To do:
Give the listing below again exactly, but without any of its pictures.

++++ Dataset records

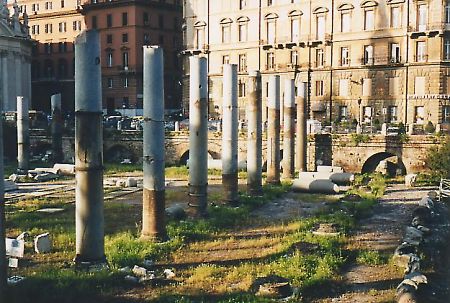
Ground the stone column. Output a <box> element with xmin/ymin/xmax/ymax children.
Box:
<box><xmin>1</xmin><ymin>51</ymin><xmax>9</xmax><ymax>111</ymax></box>
<box><xmin>296</xmin><ymin>82</ymin><xmax>307</xmax><ymax>172</ymax></box>
<box><xmin>266</xmin><ymin>75</ymin><xmax>281</xmax><ymax>185</ymax></box>
<box><xmin>74</xmin><ymin>30</ymin><xmax>105</xmax><ymax>264</ymax></box>
<box><xmin>0</xmin><ymin>91</ymin><xmax>6</xmax><ymax>302</ymax></box>
<box><xmin>188</xmin><ymin>56</ymin><xmax>208</xmax><ymax>217</ymax></box>
<box><xmin>15</xmin><ymin>53</ymin><xmax>22</xmax><ymax>101</ymax></box>
<box><xmin>282</xmin><ymin>78</ymin><xmax>295</xmax><ymax>179</ymax></box>
<box><xmin>247</xmin><ymin>71</ymin><xmax>263</xmax><ymax>195</ymax></box>
<box><xmin>17</xmin><ymin>96</ymin><xmax>29</xmax><ymax>174</ymax></box>
<box><xmin>141</xmin><ymin>46</ymin><xmax>168</xmax><ymax>241</ymax></box>
<box><xmin>51</xmin><ymin>94</ymin><xmax>63</xmax><ymax>163</ymax></box>
<box><xmin>222</xmin><ymin>64</ymin><xmax>239</xmax><ymax>204</ymax></box>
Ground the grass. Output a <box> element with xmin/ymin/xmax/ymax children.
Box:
<box><xmin>356</xmin><ymin>250</ymin><xmax>389</xmax><ymax>266</ymax></box>
<box><xmin>5</xmin><ymin>172</ymin><xmax>386</xmax><ymax>303</ymax></box>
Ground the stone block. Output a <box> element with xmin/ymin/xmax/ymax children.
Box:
<box><xmin>34</xmin><ymin>232</ymin><xmax>52</xmax><ymax>254</ymax></box>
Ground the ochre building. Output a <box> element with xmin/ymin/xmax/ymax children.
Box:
<box><xmin>183</xmin><ymin>0</ymin><xmax>450</xmax><ymax>129</ymax></box>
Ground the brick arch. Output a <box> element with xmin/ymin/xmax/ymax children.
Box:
<box><xmin>105</xmin><ymin>144</ymin><xmax>137</xmax><ymax>163</ymax></box>
<box><xmin>361</xmin><ymin>151</ymin><xmax>406</xmax><ymax>175</ymax></box>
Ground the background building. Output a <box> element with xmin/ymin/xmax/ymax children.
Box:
<box><xmin>82</xmin><ymin>0</ymin><xmax>183</xmax><ymax>114</ymax></box>
<box><xmin>16</xmin><ymin>0</ymin><xmax>182</xmax><ymax>113</ymax></box>
<box><xmin>183</xmin><ymin>0</ymin><xmax>450</xmax><ymax>129</ymax></box>
<box><xmin>0</xmin><ymin>1</ymin><xmax>32</xmax><ymax>112</ymax></box>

++++++++

Your response:
Ground the stone column. Output a <box> element with xmin/ymin/xmax/ymax children.
Box:
<box><xmin>1</xmin><ymin>51</ymin><xmax>9</xmax><ymax>111</ymax></box>
<box><xmin>296</xmin><ymin>82</ymin><xmax>307</xmax><ymax>172</ymax></box>
<box><xmin>266</xmin><ymin>75</ymin><xmax>281</xmax><ymax>185</ymax></box>
<box><xmin>74</xmin><ymin>30</ymin><xmax>105</xmax><ymax>264</ymax></box>
<box><xmin>0</xmin><ymin>91</ymin><xmax>6</xmax><ymax>302</ymax></box>
<box><xmin>188</xmin><ymin>56</ymin><xmax>208</xmax><ymax>217</ymax></box>
<box><xmin>15</xmin><ymin>53</ymin><xmax>22</xmax><ymax>101</ymax></box>
<box><xmin>282</xmin><ymin>78</ymin><xmax>295</xmax><ymax>179</ymax></box>
<box><xmin>247</xmin><ymin>71</ymin><xmax>263</xmax><ymax>195</ymax></box>
<box><xmin>17</xmin><ymin>96</ymin><xmax>29</xmax><ymax>174</ymax></box>
<box><xmin>141</xmin><ymin>46</ymin><xmax>168</xmax><ymax>241</ymax></box>
<box><xmin>51</xmin><ymin>94</ymin><xmax>63</xmax><ymax>163</ymax></box>
<box><xmin>222</xmin><ymin>64</ymin><xmax>239</xmax><ymax>204</ymax></box>
Ground the grass. Output a <box> element with xmin/ymin/xmax/ymax children.
Box:
<box><xmin>356</xmin><ymin>250</ymin><xmax>389</xmax><ymax>266</ymax></box>
<box><xmin>5</xmin><ymin>172</ymin><xmax>386</xmax><ymax>303</ymax></box>
Ground the stone block. Output a <box> element with xmin/ymin/xmax/ymax children.
Box:
<box><xmin>34</xmin><ymin>232</ymin><xmax>52</xmax><ymax>254</ymax></box>
Ground the ochre building. Output a <box> element with xmin/ymin/xmax/ymax children.
Box:
<box><xmin>183</xmin><ymin>0</ymin><xmax>450</xmax><ymax>129</ymax></box>
Ground the brick arch. Output a <box> element with xmin/ymin/xmax/ymax children.
Box:
<box><xmin>105</xmin><ymin>144</ymin><xmax>137</xmax><ymax>163</ymax></box>
<box><xmin>361</xmin><ymin>151</ymin><xmax>406</xmax><ymax>175</ymax></box>
Ground the background building. Output a <box> element with xmin/ymin/xmax/ymax children.
Box:
<box><xmin>82</xmin><ymin>0</ymin><xmax>183</xmax><ymax>114</ymax></box>
<box><xmin>16</xmin><ymin>0</ymin><xmax>182</xmax><ymax>113</ymax></box>
<box><xmin>183</xmin><ymin>0</ymin><xmax>450</xmax><ymax>129</ymax></box>
<box><xmin>0</xmin><ymin>1</ymin><xmax>32</xmax><ymax>112</ymax></box>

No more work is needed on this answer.